**Action item**
Every record must be given again word for word; no picture belongs in the copy.

---*---

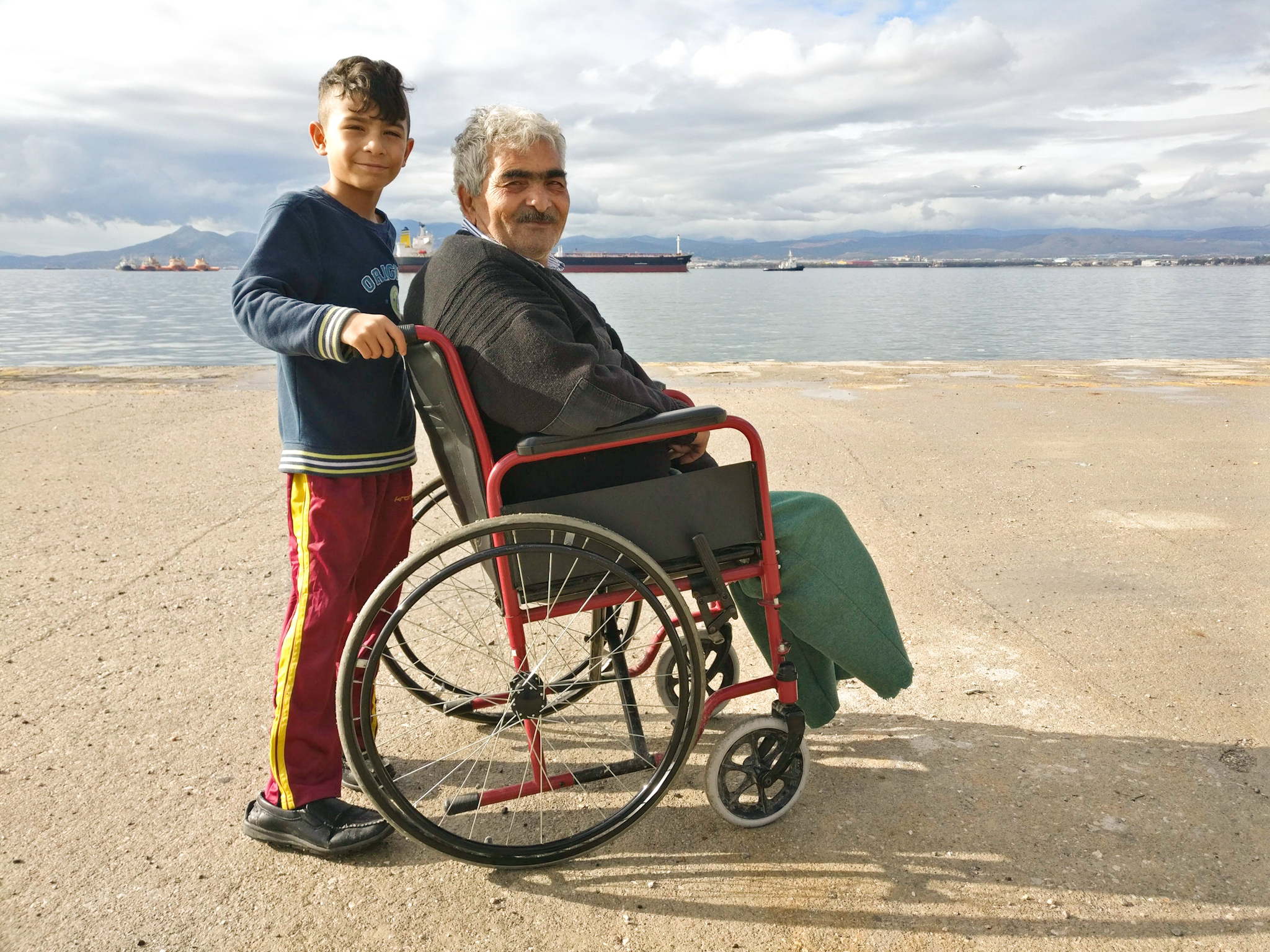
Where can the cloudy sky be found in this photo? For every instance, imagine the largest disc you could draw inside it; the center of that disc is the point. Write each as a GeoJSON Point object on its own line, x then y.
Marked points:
{"type": "Point", "coordinates": [757, 118]}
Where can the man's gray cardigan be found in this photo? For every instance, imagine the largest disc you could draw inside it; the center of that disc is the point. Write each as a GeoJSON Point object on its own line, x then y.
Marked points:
{"type": "Point", "coordinates": [540, 359]}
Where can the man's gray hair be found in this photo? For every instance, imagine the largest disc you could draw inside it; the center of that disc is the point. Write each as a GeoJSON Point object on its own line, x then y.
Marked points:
{"type": "Point", "coordinates": [498, 127]}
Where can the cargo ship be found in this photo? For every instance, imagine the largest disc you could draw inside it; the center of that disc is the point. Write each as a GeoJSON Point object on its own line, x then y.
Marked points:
{"type": "Point", "coordinates": [624, 262]}
{"type": "Point", "coordinates": [789, 265]}
{"type": "Point", "coordinates": [411, 250]}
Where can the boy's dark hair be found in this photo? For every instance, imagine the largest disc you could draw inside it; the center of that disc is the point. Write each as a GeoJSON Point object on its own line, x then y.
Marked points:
{"type": "Point", "coordinates": [375, 83]}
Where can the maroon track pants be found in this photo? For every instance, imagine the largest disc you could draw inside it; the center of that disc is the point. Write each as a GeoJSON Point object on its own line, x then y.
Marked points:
{"type": "Point", "coordinates": [347, 535]}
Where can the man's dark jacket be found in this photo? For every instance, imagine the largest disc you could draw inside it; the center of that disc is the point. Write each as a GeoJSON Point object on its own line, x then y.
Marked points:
{"type": "Point", "coordinates": [540, 359]}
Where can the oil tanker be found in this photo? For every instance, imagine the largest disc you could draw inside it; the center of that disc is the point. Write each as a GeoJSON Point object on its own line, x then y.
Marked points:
{"type": "Point", "coordinates": [624, 262]}
{"type": "Point", "coordinates": [412, 250]}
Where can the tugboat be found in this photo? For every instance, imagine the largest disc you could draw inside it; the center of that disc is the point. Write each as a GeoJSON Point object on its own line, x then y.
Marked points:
{"type": "Point", "coordinates": [412, 252]}
{"type": "Point", "coordinates": [789, 265]}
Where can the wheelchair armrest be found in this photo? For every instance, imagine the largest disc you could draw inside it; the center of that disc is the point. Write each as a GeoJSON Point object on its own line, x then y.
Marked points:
{"type": "Point", "coordinates": [691, 418]}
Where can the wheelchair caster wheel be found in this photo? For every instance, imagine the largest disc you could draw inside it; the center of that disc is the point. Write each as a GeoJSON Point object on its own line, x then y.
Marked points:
{"type": "Point", "coordinates": [734, 775]}
{"type": "Point", "coordinates": [722, 668]}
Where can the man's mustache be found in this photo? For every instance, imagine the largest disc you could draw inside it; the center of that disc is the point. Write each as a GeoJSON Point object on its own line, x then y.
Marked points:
{"type": "Point", "coordinates": [533, 216]}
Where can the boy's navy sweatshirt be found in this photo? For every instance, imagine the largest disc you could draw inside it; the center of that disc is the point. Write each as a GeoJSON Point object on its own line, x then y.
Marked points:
{"type": "Point", "coordinates": [314, 266]}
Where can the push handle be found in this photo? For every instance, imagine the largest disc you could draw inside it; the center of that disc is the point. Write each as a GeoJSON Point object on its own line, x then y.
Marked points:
{"type": "Point", "coordinates": [409, 330]}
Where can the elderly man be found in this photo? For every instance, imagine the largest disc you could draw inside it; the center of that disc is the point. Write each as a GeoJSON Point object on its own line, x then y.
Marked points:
{"type": "Point", "coordinates": [541, 359]}
{"type": "Point", "coordinates": [538, 353]}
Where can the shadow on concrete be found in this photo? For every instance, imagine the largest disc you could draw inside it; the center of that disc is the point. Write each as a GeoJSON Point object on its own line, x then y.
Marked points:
{"type": "Point", "coordinates": [968, 828]}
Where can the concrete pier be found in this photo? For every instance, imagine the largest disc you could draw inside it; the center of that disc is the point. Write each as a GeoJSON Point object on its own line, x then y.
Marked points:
{"type": "Point", "coordinates": [1077, 553]}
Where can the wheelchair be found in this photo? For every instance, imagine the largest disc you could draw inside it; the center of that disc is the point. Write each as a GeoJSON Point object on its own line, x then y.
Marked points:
{"type": "Point", "coordinates": [530, 681]}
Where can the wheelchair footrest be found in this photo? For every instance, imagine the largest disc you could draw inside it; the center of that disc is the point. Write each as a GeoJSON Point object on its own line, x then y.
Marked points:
{"type": "Point", "coordinates": [468, 803]}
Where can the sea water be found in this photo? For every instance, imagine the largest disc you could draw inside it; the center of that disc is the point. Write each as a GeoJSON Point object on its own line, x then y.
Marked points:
{"type": "Point", "coordinates": [861, 314]}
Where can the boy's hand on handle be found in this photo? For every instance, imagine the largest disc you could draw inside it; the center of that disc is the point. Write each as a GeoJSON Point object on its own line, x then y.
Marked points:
{"type": "Point", "coordinates": [374, 335]}
{"type": "Point", "coordinates": [689, 452]}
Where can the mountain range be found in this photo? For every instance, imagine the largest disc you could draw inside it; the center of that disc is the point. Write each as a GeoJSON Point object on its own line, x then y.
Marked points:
{"type": "Point", "coordinates": [231, 250]}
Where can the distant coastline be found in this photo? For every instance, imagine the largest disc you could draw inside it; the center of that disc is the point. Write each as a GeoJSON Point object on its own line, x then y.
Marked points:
{"type": "Point", "coordinates": [973, 248]}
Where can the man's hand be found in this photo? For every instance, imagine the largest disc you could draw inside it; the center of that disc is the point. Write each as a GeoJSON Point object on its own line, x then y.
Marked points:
{"type": "Point", "coordinates": [373, 335]}
{"type": "Point", "coordinates": [685, 454]}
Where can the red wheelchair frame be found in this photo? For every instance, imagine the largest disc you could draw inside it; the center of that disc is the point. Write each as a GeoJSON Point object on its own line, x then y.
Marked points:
{"type": "Point", "coordinates": [783, 678]}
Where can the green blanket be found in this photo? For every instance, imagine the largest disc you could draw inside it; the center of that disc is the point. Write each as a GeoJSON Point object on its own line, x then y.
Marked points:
{"type": "Point", "coordinates": [835, 611]}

---*---

**Task output**
Where can the cloudy sky be found in this photo? For every instance, imagine the largest disc you could draw inside it; the center of that disc is the point. Write each as a GeoJSON Point object on its own line, x then y.
Marked points:
{"type": "Point", "coordinates": [757, 118]}
Where can the man's gray cardigan be found in this photo? For every instance, imagine the largest disc you could draw inside it; the center of that disc is the point. Write each as a GeoJSON Point object on its own line, x then y.
Marked points:
{"type": "Point", "coordinates": [540, 359]}
Where can the man's gray hair be found in this photo? For every instance, imagine the largest disc you could draw inside it; the center of that disc is the point. Write each as a GeoJSON Point object on its own line, x then y.
Marked points:
{"type": "Point", "coordinates": [498, 127]}
Where can the cargo ship be found in this photo? For every instance, imagine the largest disc you could draw inside it; the center of that disc is the point. Write each as a GeoJSON Point object on its own line, x then y.
Marked points:
{"type": "Point", "coordinates": [624, 262]}
{"type": "Point", "coordinates": [789, 265]}
{"type": "Point", "coordinates": [411, 250]}
Where can the boy's dark hair be found in this photo? For every instance, imagine the largest disc you could draw inside it; the center of that disc is the point. Write each as a GeoJSON Point object on its own line, x then y.
Marked points:
{"type": "Point", "coordinates": [375, 83]}
Where can the maroon track pants be found in this photo? For every instance, imagine the largest disc you could draw inside it; the center of that disc is the point. Write each as a GeoJSON Point object on its own line, x then y.
Marked points:
{"type": "Point", "coordinates": [347, 535]}
Where can the man's dark jacket be found in this photo? For every instance, imagine the largest disc you could draw inside it; the center of that disc is the point. Write each as a GeoJSON Point object on its own line, x then y.
Marked points:
{"type": "Point", "coordinates": [540, 359]}
Where can the oil tanker be found in this photo? For every instance, imagine the largest disc you could draw inside it; the center of that disc is the point. Write each as a GeoJSON Point object on its own line, x then y.
Marked points:
{"type": "Point", "coordinates": [624, 262]}
{"type": "Point", "coordinates": [412, 250]}
Where can the tugboat be found in this photo? For every instance, imagine the largest disc you could draw inside it; the center of that disc is the point. Write each as a GeoJSON Point object on its own line, x then y.
Marked points:
{"type": "Point", "coordinates": [412, 252]}
{"type": "Point", "coordinates": [789, 265]}
Where can the wheelchair armrest be found in this photo? For every instance, imagine the largest disc you could draw inside it; the center of that disc is the point. Write each as a GeoJSON Point object on its own line, x then y.
Marked points:
{"type": "Point", "coordinates": [691, 418]}
Where can the wheelchair caster wheel be found in this photo? For every instance, imagine the largest disc you could draw inside it; the center of that disc is the point. Write each as a GeoJSON Point object on its own line, x then y.
Marked points:
{"type": "Point", "coordinates": [734, 775]}
{"type": "Point", "coordinates": [722, 668]}
Where can the man's mustache be found in this photo? For every instance, imagine the largest disc you could draw inside it; the center of that disc is the point. Write each as a GeoJSON Point object on its own line, x then y.
Marked points:
{"type": "Point", "coordinates": [533, 216]}
Where can the boy's navy sweatshirt be found in this photo? For every instance, imagine the largest disc you could draw inside it; the center of that disc is the point. Write each as a GeoJSON Point object on its own line, x then y.
Marked points:
{"type": "Point", "coordinates": [314, 266]}
Where can the push handle be found in this photo? For every instance, imagine the largest disc you could draw inside it; the center of that disc is the point. Write each as a GeoJSON Point object on its own line, x then y.
Marked points:
{"type": "Point", "coordinates": [409, 330]}
Where can the elderly man be found in this photo? For every instance, imagine the largest disc you could draw inside it; the center of that disc is the point. Write each as a GeoJSON Point object on its own line, x then y.
Marked points:
{"type": "Point", "coordinates": [541, 359]}
{"type": "Point", "coordinates": [538, 353]}
Where can the shadow on concrete be found in this photo? For every instance, imagine the largest disc you could draw inside it; the center of that disc is the point. Write each as a GeoJSON Point object on its own line, x then y.
Marked points:
{"type": "Point", "coordinates": [968, 828]}
Where can the concrete pier be found in this photo? For every instance, imagine the largest disc you could draw inside it; the center of that disc is the point. Write each as a GeoJSON Point object on its own line, x then y.
Marked points:
{"type": "Point", "coordinates": [1077, 553]}
Where can the wheelchair be found in this photo? For every instance, imagine the largest disc you could draw inside it; the center of that disc is the point. Write each as a GeoJSON Point object on its own line, x then y.
Marked points:
{"type": "Point", "coordinates": [530, 681]}
Where can the wheelchair footrest be found in this photo? For every instance, imagine the largest disc you could draw inside it; the center of that disc is the point. Write each as a GeoJSON Point object on its own line, x then y.
Marked points:
{"type": "Point", "coordinates": [468, 803]}
Where can the sea water be found in this photo? For every instance, imagine the largest disc you could draw inside it; the center of that disc is the point. Write each as a GeoJSON Point object on its own line, x then y.
Marked points:
{"type": "Point", "coordinates": [861, 314]}
Where can the boy's hand on handle be found in this photo? For every instance, imagine the largest disc you could draw inside it; the center of that disc is the point. Write each as a GeoJSON Point object on its own line, x then y.
Marked points:
{"type": "Point", "coordinates": [374, 335]}
{"type": "Point", "coordinates": [689, 452]}
Where can the mountain range be found in this photo? For every instance, imagine the largest disc you could draw inside it; the center of that disc is the point. Write each as a GeoJSON Point object on its own line, x then y.
Marked points:
{"type": "Point", "coordinates": [231, 250]}
Where can the distant coastline be found in this photo? For every instance, imagine the largest disc you could draw inside it; the center of that disc is the point. Write each as a GeoJSON Point object on its own line, x then y.
Marked points:
{"type": "Point", "coordinates": [973, 248]}
Where can the man's hand be found in this photo? For every instance, imagine the largest disc you could draw inside it; the center of that disc is the point. Write each as a GeoJSON Point object on its own line, x then y.
Marked points:
{"type": "Point", "coordinates": [373, 335]}
{"type": "Point", "coordinates": [685, 454]}
Where can the red wheelchair frame be found in this photo? For every instance, imagine the largest disc you could draw inside it; the center of that disc is the point. Write each as a GeoJSON Point object on its own line, x then y.
Marked points:
{"type": "Point", "coordinates": [783, 678]}
Where can the green blanket be found in this photo? For every instance, imagine the largest disc you could draw inside it; the center of that disc is the point. Write each as a GeoJSON Point object on its own line, x then y.
Marked points:
{"type": "Point", "coordinates": [835, 611]}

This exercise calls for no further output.